Answer these questions using the interview about making The Outsiders.
1. Which part did the author get Francis to ask Matt to read for?
2. According to the interview, whose head did the hat that Emilio grabbed and put on blow off?
3. What illness did C. Thomas Howell have on the night of the fountain drowning scene?

== PASSAGE SHOWN ==
# # # # # # #

You were in your thirties when you were working on the screenplay. How did it feel coming back to your story as an older writer?
I had learned to accept a lot of the book, partially because of the response to it. But I couldn’t help coming up with better lines and dialogue. Francis had no problems with anything I cut, but if I changed a line, he’d ask if that was how it had been in the book. And I’d say, “No, but it’s better.” Then he’d remind me that we were making the movie for the readers and needed to keep it like it was.
Many of the film stars—Matt Dillon, Patrick Swayze, Emilio Estevez, Tom Cruise, Diane Lane—went on to become show-business superstars. Did you see that potential in them as you watched them on the set?
I don’t know what virtue there is in being able to see talent in front of your face, but it was obvious that they were going to be great. I actually got Francis to ask Matt to read for Dallas, because I thought he would be perfect for the part. After Matt’s first reading, Francis told him to go home, and Matt thought he’d blown it. He didn’t find out until later that Francis was saying, “You’ve nailed it; go home!”
You’d also worked with Emilio Estevez before, on Tex.
Emilio was very professional, but he was so good at improv. The whole scene in The Outsiders where he looks like he’s going to help Ponyboy clear the table but takes the chocolate cake and a beer and sits down in front of the TV—that was total Emilio. Another time when Two-Bit, Johnny, and Ponyboy were walking home from the movies, a hat blew by, and Emilio grabbed it and put it on. It had blown off the head of a cameraman. Emilio just used it as an opportunity.
You mentioned how closely you collaborated with Matt on Tex. How closely did you work with the actors on The Outsiders to give them new insight into the characters?
I worked with the actors quite a bit. They were turned loose here in Tulsa with no adult supervision, and I immediately took it upon myself to be their mother. Rob Lowe even called me “Mom” half the time. I’d run lines with the boys. They were really sweet kids. I tried not to go to the hotel where they were staying very often, because I knew, even as a mother, there would be only so much that I could do, and I really didn’t want to know what was going on. The night the Socs were drowning Ponyboy in the movie, the other cast members, in a show of camaraderie, were pretending to drown each other in the hotel fountain. A few years later, I went back to the hotel and the fountain was gone. I think I know why.
C. Thomas Howell played Ponyboy, the character you say is most like you.
Yes, and he had the flu—bad—the night we were drowning him in the fountain. It was in the upper thirties. We did have heaters around, but by the time you were dragged out of that fountain and put in front of a heater, you could get pretty cold. Tommy toughed it out, though. Nobody whined.

# # # # # # #

== RECORDS SUPPLIED ==
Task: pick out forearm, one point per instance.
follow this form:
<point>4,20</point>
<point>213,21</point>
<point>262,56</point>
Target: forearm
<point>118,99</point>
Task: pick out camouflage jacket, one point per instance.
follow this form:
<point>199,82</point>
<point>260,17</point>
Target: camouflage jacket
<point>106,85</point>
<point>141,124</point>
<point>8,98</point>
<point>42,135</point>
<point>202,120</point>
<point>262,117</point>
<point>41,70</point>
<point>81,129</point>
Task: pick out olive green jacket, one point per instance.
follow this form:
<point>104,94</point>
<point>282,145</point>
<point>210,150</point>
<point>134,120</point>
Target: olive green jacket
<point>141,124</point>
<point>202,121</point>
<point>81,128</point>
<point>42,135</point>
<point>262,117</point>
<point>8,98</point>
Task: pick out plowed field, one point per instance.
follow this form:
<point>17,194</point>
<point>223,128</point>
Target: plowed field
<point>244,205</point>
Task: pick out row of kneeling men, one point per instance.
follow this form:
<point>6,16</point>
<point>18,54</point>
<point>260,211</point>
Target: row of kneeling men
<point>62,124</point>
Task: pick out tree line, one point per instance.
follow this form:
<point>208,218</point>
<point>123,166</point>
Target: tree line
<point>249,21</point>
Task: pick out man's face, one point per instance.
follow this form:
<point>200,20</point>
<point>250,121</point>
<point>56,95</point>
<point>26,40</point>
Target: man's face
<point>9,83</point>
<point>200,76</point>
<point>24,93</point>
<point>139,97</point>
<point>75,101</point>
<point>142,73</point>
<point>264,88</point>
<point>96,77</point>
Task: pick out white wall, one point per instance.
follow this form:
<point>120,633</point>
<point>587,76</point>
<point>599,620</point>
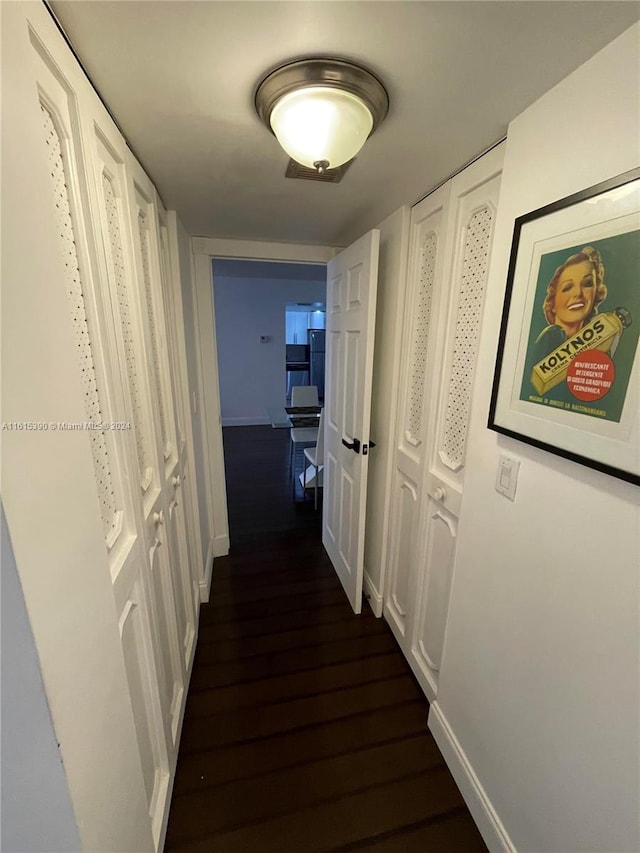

# # # # # # #

== RESPONSE ==
1. Dallas
2. A cameraman's
3. The flu